Reading text:
☆ ☆ ☆ ☆ ☆ ☆ ☆

# Catching Mink



## CoryMerryman (Apr 30, 2012)

Had a good week on mink in this one little spot.


----------



## FREEPOP (Apr 11, 2002)

Very good video. I like how you showed location and set making.


----------



## Capac Trapper (Jan 17, 2008)

Thanks for sharing,,,video's are awesome!


----------



## greenleafbay (Jan 1, 2007)

Nice video .It is great and hope to see more .Thank You .


----------



## Dantana (Dec 3, 2009)

Very cool video. Keep 'em coming


----------



## Ron Matthews (Aug 10, 2006)

My 9yr old nephew is saving to be a trapper he told me....
Cant wait to show him this vid.
we'll be watching for new postings!


----------



## CoryMerryman (Apr 30, 2012)

Thanks All! I had to pull these few sets because the river is mostly frozen over and the wifes worried about the cats getting in my sets haha. Next year I'll have more traps and more spots. Any opinions on favorite size and trap make for mink?


----------



## David G Duncan (Mar 26, 2000)

Congratulations on creating a great video.

The #1 Victor long spring trap is a good mink trap, as you have proven.

My personal favorite mink trap is the Victor 1.5 coil spring, which worked great for mink and also on my Red Fox line.

See you next time!


----------



## oceana trapper (Dec 26, 2012)

what do you guys use to bait mink having trouble getting them to commit to hole


----------



## David G Duncan (Mar 26, 2000)

A small piece of fresh muskrat works well during late winter.


----------

☆ ☆ ☆ ☆ ☆ ☆ ☆

Source material:
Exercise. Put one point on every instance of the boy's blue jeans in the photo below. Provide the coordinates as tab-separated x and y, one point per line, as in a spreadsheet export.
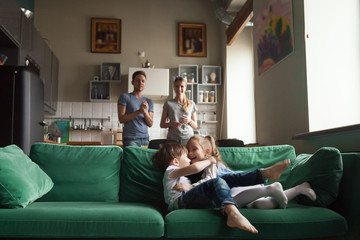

☆ ☆ ☆ ☆ ☆ ☆ ☆

Exercise description:
Give back the entire mink-trapping thread word for word. Rely on the mink-trapping thread alone.

Solved problem:
# Catching Mink



## CoryMerryman (Apr 30, 2012)

Had a good week on mink in this one little spot.


----------



## FREEPOP (Apr 11, 2002)

Very good video. I like how you showed location and set making.


----------



## Capac Trapper (Jan 17, 2008)

Thanks for sharing,,,video's are awesome!


----------



## greenleafbay (Jan 1, 2007)

Nice video .It is great and hope to see more .Thank You .


----------



## Dantana (Dec 3, 2009)

Very cool video. Keep 'em coming


----------



## Ron Matthews (Aug 10, 2006)

My 9yr old nephew is saving to be a trapper he told me....
Cant wait to show him this vid.
we'll be watching for new postings!


----------



## CoryMerryman (Apr 30, 2012)

Thanks All! I had to pull these few sets because the river is mostly frozen over and the wifes worried about the cats getting in my sets haha. Next year I'll have more traps and more spots. Any opinions on favorite size and trap make for mink?


----------



## David G Duncan (Mar 26, 2000)

Congratulations on creating a great video.

The #1 Victor long spring trap is a good mink trap, as you have proven.

My personal favorite mink trap is the Victor 1.5 coil spring, which worked great for mink and also on my Red Fox line.

See you next time!


----------



## oceana trapper (Dec 26, 2012)

what do you guys use to bait mink having trouble getting them to commit to hole


----------



## David G Duncan (Mar 26, 2000)

A small piece of fresh muskrat works well during late winter.


----------